------ Records supplied ------

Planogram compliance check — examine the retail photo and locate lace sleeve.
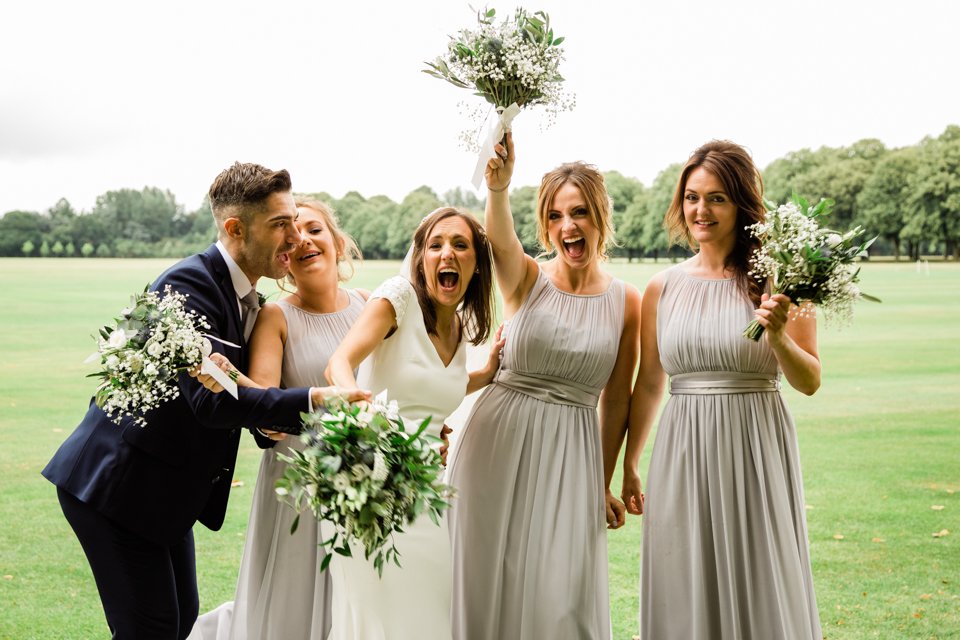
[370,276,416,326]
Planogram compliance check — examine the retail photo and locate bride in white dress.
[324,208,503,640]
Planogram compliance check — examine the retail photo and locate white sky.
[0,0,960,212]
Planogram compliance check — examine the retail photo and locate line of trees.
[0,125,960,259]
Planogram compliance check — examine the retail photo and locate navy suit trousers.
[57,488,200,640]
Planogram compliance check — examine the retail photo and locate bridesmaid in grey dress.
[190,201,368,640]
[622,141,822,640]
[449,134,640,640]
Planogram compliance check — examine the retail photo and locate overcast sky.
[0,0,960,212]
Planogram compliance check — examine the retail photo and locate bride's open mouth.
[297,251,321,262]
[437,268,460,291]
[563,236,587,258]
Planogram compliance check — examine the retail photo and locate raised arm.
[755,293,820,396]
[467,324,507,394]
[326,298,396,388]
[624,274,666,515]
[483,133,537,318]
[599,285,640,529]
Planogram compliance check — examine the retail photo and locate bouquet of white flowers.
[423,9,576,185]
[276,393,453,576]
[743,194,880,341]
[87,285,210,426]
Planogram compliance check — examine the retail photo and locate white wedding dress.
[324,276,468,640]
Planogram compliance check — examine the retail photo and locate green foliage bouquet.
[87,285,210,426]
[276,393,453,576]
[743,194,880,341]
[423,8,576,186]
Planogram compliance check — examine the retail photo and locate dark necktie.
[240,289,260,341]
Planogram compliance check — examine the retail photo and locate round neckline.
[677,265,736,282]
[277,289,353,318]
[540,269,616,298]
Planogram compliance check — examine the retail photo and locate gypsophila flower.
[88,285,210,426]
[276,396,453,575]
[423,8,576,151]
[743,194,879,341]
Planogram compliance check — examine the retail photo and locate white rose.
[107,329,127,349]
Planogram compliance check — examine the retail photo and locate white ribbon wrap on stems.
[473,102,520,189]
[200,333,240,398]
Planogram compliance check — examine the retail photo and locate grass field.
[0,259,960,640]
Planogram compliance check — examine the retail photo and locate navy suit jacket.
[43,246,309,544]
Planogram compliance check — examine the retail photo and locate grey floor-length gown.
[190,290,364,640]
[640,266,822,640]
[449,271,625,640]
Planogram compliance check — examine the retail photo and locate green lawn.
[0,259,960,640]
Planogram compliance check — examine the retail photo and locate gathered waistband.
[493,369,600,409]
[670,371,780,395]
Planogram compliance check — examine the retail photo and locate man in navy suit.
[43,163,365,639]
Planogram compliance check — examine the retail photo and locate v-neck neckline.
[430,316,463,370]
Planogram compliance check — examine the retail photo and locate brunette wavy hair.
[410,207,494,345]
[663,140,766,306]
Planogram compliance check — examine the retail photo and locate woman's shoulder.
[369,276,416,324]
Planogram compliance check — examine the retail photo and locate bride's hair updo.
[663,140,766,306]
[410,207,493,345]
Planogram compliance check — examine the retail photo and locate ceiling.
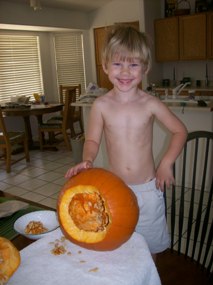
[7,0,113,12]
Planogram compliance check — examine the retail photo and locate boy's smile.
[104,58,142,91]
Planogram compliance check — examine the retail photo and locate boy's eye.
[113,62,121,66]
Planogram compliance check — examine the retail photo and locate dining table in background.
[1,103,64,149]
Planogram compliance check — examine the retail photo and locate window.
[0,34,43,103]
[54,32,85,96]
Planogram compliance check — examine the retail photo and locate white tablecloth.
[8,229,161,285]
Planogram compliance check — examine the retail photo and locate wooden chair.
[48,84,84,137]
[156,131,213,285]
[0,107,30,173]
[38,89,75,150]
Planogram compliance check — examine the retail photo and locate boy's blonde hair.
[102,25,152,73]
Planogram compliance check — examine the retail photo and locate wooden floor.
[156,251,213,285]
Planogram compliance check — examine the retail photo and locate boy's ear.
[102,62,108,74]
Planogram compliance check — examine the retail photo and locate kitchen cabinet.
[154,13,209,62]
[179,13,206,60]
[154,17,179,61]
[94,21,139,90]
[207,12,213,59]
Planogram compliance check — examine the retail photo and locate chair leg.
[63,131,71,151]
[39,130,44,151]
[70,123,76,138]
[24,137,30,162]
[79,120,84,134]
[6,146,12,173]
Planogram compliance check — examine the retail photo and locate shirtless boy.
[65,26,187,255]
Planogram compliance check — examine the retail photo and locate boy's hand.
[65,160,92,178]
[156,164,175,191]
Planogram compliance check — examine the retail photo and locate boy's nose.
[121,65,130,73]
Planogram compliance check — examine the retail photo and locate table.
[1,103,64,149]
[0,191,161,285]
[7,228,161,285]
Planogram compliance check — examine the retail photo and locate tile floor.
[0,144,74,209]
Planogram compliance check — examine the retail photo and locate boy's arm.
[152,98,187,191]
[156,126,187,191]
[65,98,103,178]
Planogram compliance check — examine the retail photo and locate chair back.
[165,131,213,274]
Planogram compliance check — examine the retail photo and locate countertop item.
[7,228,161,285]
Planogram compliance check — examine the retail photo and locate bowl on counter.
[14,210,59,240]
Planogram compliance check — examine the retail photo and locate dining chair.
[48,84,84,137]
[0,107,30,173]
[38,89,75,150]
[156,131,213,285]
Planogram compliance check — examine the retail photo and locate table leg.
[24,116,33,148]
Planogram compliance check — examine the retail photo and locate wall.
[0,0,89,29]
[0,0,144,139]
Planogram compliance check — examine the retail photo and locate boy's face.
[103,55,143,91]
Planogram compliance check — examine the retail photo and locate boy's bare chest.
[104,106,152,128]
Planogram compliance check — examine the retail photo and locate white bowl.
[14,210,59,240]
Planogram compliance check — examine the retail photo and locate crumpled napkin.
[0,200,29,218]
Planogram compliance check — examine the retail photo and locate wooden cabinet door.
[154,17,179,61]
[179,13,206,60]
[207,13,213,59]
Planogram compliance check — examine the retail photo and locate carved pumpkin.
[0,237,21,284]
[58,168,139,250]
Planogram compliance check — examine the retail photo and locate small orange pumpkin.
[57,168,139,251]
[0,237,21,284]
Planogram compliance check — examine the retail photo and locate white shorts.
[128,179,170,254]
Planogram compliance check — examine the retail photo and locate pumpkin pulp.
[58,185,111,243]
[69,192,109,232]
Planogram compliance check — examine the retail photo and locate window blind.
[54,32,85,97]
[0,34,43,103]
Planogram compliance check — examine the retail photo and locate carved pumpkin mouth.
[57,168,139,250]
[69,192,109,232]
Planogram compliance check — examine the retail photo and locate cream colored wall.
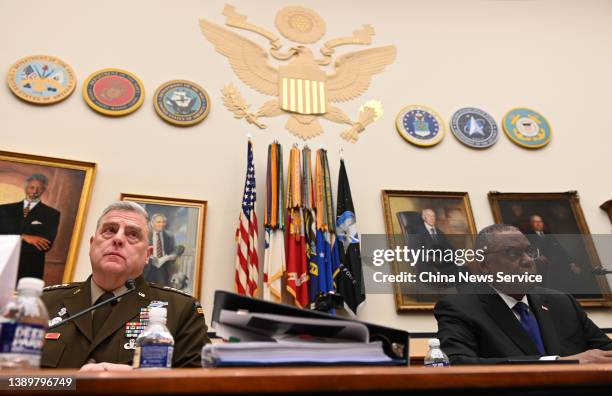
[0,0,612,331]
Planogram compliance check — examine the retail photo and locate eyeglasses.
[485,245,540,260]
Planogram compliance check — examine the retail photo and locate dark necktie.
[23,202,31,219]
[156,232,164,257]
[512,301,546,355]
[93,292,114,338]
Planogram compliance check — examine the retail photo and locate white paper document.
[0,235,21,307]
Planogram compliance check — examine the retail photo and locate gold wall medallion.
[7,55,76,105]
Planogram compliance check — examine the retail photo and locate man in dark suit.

------
------ Records supplied ------

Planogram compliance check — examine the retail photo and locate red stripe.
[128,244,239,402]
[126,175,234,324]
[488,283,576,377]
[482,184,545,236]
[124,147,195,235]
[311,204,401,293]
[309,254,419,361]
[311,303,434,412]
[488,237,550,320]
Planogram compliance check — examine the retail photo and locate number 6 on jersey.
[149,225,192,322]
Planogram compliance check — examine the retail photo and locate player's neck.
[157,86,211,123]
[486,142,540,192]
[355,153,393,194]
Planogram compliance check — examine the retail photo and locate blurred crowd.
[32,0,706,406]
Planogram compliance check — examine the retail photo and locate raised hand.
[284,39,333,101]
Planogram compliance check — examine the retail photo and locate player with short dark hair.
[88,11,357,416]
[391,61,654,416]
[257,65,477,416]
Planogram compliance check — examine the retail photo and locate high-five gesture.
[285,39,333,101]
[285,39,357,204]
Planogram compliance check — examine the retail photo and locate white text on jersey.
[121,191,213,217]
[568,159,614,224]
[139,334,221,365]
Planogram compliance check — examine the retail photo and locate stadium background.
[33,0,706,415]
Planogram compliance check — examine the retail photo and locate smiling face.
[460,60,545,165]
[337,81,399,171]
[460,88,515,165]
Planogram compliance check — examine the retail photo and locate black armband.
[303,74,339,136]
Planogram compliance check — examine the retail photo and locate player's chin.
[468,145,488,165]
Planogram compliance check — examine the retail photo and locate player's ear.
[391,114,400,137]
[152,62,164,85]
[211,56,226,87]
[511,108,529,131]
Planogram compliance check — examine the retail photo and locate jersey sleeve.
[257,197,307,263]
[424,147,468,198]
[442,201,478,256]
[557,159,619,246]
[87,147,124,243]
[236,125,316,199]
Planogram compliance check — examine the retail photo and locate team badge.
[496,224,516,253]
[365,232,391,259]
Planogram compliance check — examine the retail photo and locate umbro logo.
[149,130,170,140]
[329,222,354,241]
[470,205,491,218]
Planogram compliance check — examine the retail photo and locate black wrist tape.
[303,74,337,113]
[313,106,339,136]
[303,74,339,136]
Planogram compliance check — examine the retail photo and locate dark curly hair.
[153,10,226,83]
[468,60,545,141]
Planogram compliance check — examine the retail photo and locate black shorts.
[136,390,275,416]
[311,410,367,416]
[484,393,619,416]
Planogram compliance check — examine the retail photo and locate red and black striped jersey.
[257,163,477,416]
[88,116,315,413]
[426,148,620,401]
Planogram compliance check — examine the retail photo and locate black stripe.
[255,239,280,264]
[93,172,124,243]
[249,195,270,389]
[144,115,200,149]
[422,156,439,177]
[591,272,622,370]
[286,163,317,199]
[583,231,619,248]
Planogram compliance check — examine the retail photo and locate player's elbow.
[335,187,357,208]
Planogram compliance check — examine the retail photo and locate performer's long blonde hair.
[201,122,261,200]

------

* **Problem**: Scale the items from the line with "white wedding dress." to the line with "[240,289,260,341]", both included, by 0.85. Repeat every line, requests too, but multiply each box coordinate in the answers by 0.85 and round to whole numbers, halves up.

* **The solution**:
Planogram compliance check — examine the retail photo and locate white wedding dress.
[275,235,398,544]
Planogram compliance check — examine the retail photo and locate green foliage bouquet.
[74,242,179,362]
[235,334,385,490]
[632,165,748,290]
[360,7,490,158]
Planogram compliance check — examine the retail photo and locate dark necktie.
[204,246,221,290]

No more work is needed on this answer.